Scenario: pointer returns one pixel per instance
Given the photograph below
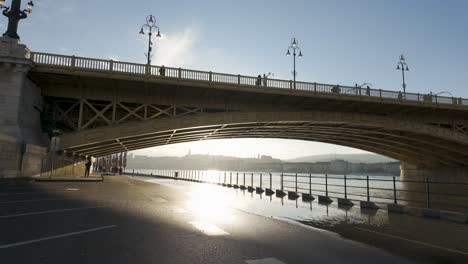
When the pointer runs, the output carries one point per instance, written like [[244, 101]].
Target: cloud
[[176, 50]]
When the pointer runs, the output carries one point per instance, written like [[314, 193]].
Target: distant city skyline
[[343, 42]]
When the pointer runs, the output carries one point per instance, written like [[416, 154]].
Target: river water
[[378, 189]]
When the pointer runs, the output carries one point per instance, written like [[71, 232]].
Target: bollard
[[271, 181], [326, 184], [368, 195], [310, 183], [281, 181], [261, 180], [428, 193], [346, 191], [296, 182]]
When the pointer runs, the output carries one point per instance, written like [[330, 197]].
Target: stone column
[[21, 141]]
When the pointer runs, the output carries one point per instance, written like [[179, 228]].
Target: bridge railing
[[73, 62], [381, 190]]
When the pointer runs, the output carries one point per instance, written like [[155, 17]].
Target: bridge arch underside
[[410, 142]]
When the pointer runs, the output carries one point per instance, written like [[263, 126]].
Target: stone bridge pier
[[22, 145]]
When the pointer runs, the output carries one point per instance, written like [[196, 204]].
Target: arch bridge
[[106, 107]]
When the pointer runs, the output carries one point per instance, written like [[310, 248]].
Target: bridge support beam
[[21, 140]]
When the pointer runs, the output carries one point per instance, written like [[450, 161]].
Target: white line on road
[[35, 200], [414, 241], [51, 211], [265, 261], [208, 229], [56, 236]]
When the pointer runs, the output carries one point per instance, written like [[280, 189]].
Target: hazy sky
[[343, 42]]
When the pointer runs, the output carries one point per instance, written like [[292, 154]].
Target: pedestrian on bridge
[[162, 71], [265, 78], [87, 167], [258, 82]]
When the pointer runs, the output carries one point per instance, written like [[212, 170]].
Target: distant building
[[339, 166]]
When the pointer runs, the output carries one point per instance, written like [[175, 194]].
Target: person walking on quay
[[258, 82], [265, 78], [87, 167], [162, 71]]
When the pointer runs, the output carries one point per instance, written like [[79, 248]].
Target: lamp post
[[403, 66], [15, 14], [294, 47], [150, 25]]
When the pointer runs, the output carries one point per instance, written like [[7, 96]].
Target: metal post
[[428, 193], [346, 191], [271, 181], [326, 184], [310, 183], [368, 195], [294, 71], [282, 181], [261, 180], [296, 182]]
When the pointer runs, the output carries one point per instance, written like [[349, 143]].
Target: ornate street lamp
[[15, 14], [403, 66], [294, 48], [150, 25]]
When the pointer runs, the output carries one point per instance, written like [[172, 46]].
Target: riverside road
[[125, 220]]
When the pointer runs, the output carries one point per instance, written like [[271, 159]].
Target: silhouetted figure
[[162, 71], [265, 78], [258, 82], [87, 167], [336, 89]]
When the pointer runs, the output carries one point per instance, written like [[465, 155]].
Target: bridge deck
[[73, 63]]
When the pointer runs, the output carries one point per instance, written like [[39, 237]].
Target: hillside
[[354, 158]]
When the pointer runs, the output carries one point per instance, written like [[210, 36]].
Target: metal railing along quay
[[452, 196], [152, 71]]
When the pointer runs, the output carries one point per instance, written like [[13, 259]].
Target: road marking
[[6, 194], [34, 200], [414, 241], [51, 211], [265, 261], [55, 237], [208, 229]]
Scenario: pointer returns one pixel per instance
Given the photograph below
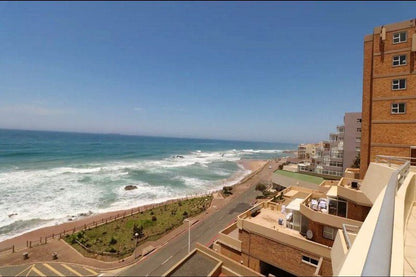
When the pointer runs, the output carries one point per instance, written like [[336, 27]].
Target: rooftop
[[197, 264]]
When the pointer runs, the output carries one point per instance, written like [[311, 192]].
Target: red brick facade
[[385, 133]]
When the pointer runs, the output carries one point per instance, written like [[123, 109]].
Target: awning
[[295, 204], [333, 191]]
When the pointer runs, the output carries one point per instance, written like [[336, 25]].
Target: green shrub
[[112, 241], [261, 187]]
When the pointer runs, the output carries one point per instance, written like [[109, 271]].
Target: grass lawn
[[300, 176], [118, 236]]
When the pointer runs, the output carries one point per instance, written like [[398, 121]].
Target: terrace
[[281, 221], [324, 209]]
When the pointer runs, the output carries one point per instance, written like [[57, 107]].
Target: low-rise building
[[331, 159], [293, 233]]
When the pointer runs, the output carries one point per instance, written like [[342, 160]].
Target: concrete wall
[[377, 177], [317, 230], [356, 211], [403, 204], [352, 121], [338, 252], [256, 248]]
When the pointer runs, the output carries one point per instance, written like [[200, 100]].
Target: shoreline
[[20, 240]]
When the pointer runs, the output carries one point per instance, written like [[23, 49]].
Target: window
[[399, 37], [329, 233], [309, 260], [398, 108], [398, 84], [399, 60]]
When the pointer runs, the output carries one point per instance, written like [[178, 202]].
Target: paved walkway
[[67, 254], [48, 269]]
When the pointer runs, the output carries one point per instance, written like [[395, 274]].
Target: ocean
[[49, 177]]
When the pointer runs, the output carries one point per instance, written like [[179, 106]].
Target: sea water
[[49, 177]]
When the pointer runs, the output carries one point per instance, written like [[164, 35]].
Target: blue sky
[[264, 71]]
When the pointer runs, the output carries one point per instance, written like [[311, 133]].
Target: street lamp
[[189, 234]]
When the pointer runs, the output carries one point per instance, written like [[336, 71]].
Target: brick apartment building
[[389, 93]]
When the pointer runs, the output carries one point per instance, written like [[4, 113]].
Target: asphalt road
[[204, 232]]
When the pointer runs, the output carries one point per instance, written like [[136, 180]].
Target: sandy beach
[[20, 241]]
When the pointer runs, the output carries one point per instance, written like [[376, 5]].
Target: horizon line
[[150, 136]]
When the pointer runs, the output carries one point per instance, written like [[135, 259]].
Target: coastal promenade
[[220, 214], [204, 232]]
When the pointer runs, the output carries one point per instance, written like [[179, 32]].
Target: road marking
[[72, 270], [90, 270], [18, 274], [27, 274], [37, 271], [167, 260], [53, 270]]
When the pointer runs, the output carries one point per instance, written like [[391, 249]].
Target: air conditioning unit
[[309, 234], [354, 185], [383, 33]]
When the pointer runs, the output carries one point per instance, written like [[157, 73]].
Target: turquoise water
[[49, 177]]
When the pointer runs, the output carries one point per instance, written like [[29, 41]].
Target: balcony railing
[[378, 259], [348, 229]]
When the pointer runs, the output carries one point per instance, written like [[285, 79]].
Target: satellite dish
[[309, 234]]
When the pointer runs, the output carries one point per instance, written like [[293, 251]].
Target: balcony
[[349, 188], [265, 223], [324, 216], [229, 237]]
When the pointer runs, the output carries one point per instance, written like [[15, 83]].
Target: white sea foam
[[55, 194]]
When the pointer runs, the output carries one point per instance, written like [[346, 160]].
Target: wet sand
[[20, 241]]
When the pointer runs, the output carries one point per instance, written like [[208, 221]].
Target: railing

* * * * * * * * *

» Stated task: Transcribe the listing in full. Omit the pictures and keep every line exact.

» Correct answer:
Scenario: pointer returns one pixel per instance
Given the photograph below
When the pointer runs, the output carries one point per instance, written like [[244, 101]].
Target: cloud
[[176, 50]]
When the pointer runs, the output carries one point per instance, written like [[314, 193]].
Target: distant city skyline
[[343, 42]]
When the pointer runs, the output carries one point per instance, written like [[416, 154]].
Target: river water
[[378, 189]]
When the pointer runs, the output carries one point per instance, written like [[71, 232]].
Target: bollard
[[271, 181], [326, 184], [368, 195], [310, 183], [281, 181], [261, 180], [428, 193], [346, 191], [296, 182]]
When the pointer runs, the output carries one point per instance, written like [[330, 197]].
Target: stone column
[[21, 141]]
When the pointer runs, the output carries one point per instance, written like [[179, 228]].
Target: bridge railing
[[73, 62], [381, 190]]
When the pointer runs, the output carries one point per instance, written like [[155, 17]].
Target: bridge arch underside
[[410, 142]]
When the pointer runs, the output carries one point per instance, written like [[263, 126]].
Target: stone bridge pier
[[22, 145]]
When the pointer runs, the output carries one point per instance, written like [[196, 204]].
Target: arch bridge
[[106, 107]]
When the pointer runs, the output carries one point per instance, written like [[310, 248]].
Target: bridge support beam
[[21, 140]]
When the pointer runs, the output carries one point per instance, written like [[450, 161]].
Target: white line on road
[[35, 200], [414, 241], [51, 211], [265, 261], [208, 229], [56, 236]]
When the pointer runs, the output carries one point per instance, written like [[280, 189]].
Target: hazy sky
[[343, 42]]
When the pointer runs, the output carries one point per instance, written like [[292, 154]].
Target: pedestrian on bridge
[[162, 71], [265, 78], [87, 167], [258, 82]]
When the pointer runs, the output carries one point per instance, written like [[212, 170]].
Target: distant building
[[339, 166]]
When the pointer runs, the output carries one point per instance, written like [[175, 194]].
Target: person walking on quay
[[258, 82], [265, 78], [87, 167], [162, 71]]
When the pointer runs, the output carries one point per instance, written like [[79, 248]].
Target: lamp post
[[403, 66], [15, 14], [294, 47], [150, 25]]
When the pointer runs, the output carries one point per instance, written like [[7, 96]].
Target: metal post
[[428, 193], [346, 191], [271, 181], [326, 184], [310, 183], [368, 195], [294, 71], [282, 181], [261, 180], [296, 182]]
When the pointer runs, the output carries one point per instance, written like [[349, 143]].
Target: ornate street lamp
[[15, 14], [403, 66], [294, 48], [150, 25]]
When the pointer runs, the output carries one point per instance, written like [[172, 46]].
Target: riverside road
[[125, 220]]
When the pointer runs, the output carries one point per instance, written like [[271, 159]].
Target: silhouetted figure
[[162, 71], [265, 78], [258, 82], [87, 167], [336, 89]]
When the pointer runs, the output carries one point per instance, written like [[465, 155]].
Target: bridge deck
[[73, 63]]
When the pointer runs, the output carries one point per instance, written like [[39, 237]].
Target: hillside
[[354, 158]]
When the pointer runs, the output carries one point per instance, written like [[210, 36]].
Target: metal railing along quay
[[452, 196], [152, 71]]
When the pointer runs, the output carries one point per instance, written like [[13, 259]].
Target: road marking
[[6, 194], [34, 200], [414, 241], [51, 211], [265, 261], [55, 237], [208, 229]]
Scenario: pointer returns one pixel per instance
Given the photograph below
When the pointer runs, the output carries one point per instance, written like [[336, 27]].
Target: rooftop
[[197, 264]]
When the pointer runs, the output carries one point per instance, written like [[311, 192]].
Target: red brick facade
[[385, 133]]
When the pointer runs, the output carries one point per instance, written like [[123, 109]].
Target: awning
[[295, 204], [333, 191]]
When the pointer runs, the output carries one point per instance, written like [[336, 25]].
Target: green shrub
[[112, 241], [261, 187]]
When the pointer runs, the output carries one point per instance, written like [[109, 271]].
Target: grass lawn
[[300, 176], [118, 236]]
When the pointer runs, the output carries one point per instance, written like [[398, 121]].
Target: terrace
[[281, 221], [324, 209]]
When the pointer runs, the output carries one point per instance, written like [[57, 107]].
Target: low-rise building
[[331, 159], [293, 233]]
When the pointer runs, the output carries one point per instance, written like [[342, 160]].
Target: concrete wall
[[377, 177], [317, 230], [356, 211], [403, 204], [352, 121], [338, 252], [256, 248]]
When the pointer runs, the output carries one point per instance, written like [[200, 100]].
Target: shoreline
[[20, 240]]
When the pointer runs, the output carries one point per instance, written like [[23, 49]].
Target: window
[[399, 37], [329, 233], [309, 260], [398, 108], [398, 84], [399, 60]]
When the pointer runs, the output carries one point per instance, written like [[178, 202]].
Target: paved walkway
[[67, 254], [48, 269]]
When the pointer runs, the output carries one point per instance, written like [[395, 274]].
Target: ocean
[[49, 177]]
When the pointer runs, the output carries one point per instance, written like [[179, 106]].
Target: sea water
[[49, 177]]
When the pointer runs, the output carries one point per instance, written like [[164, 35]].
Target: blue sky
[[264, 71]]
When the pointer runs, the output carries one point per instance, written like [[311, 133]].
Target: street lamp
[[189, 234]]
When the pointer runs, the output carries one point per instance, written like [[336, 71]].
Target: brick apartment building
[[389, 93]]
When the pointer runs, the output carries one point per instance, written like [[4, 113]].
Target: asphalt road
[[204, 232]]
When the pointer runs, the output carries one point per instance, written like [[136, 180]].
Target: sandy beach
[[20, 241]]
When the pointer runs, the output carries one point per instance, written like [[376, 5]].
Target: horizon line
[[150, 136]]
When the pointer runs, the output carries one point per instance, written like [[135, 259]].
Target: coastal promenade
[[220, 214], [204, 232]]
When the pointer runs, the output carries one point per instance, written like [[179, 32]].
Target: road marking
[[72, 270], [90, 270], [18, 274], [27, 274], [37, 271], [167, 260], [53, 270]]
When the pointer runs, the output carries one point per instance, written like [[391, 249]].
Target: air conditioning unit
[[309, 234], [354, 185], [383, 33]]
When the pointer runs, the output carries one point per instance, written like [[157, 73]].
Target: turquoise water
[[49, 177]]
When the pointer runs, the output carries one point per instance, written like [[29, 41]].
Target: balcony railing
[[378, 259], [348, 229]]
When the pointer runs, the output carries one point per instance, written like [[285, 79]].
Target: satellite dish
[[309, 234]]
When the pointer runs, the output carries one point per instance, written like [[293, 251]].
Target: balcony
[[349, 188], [265, 223], [324, 216], [229, 237]]
When the pointer runs, the output carries one point per instance, written like [[15, 83]].
Target: white sea foam
[[55, 194]]
When the pointer runs, the output carries one point per instance, written like [[346, 160]].
Target: wet sand
[[20, 241]]
When the pointer runs, the output carries one point per instance, written like [[208, 221]].
Target: railing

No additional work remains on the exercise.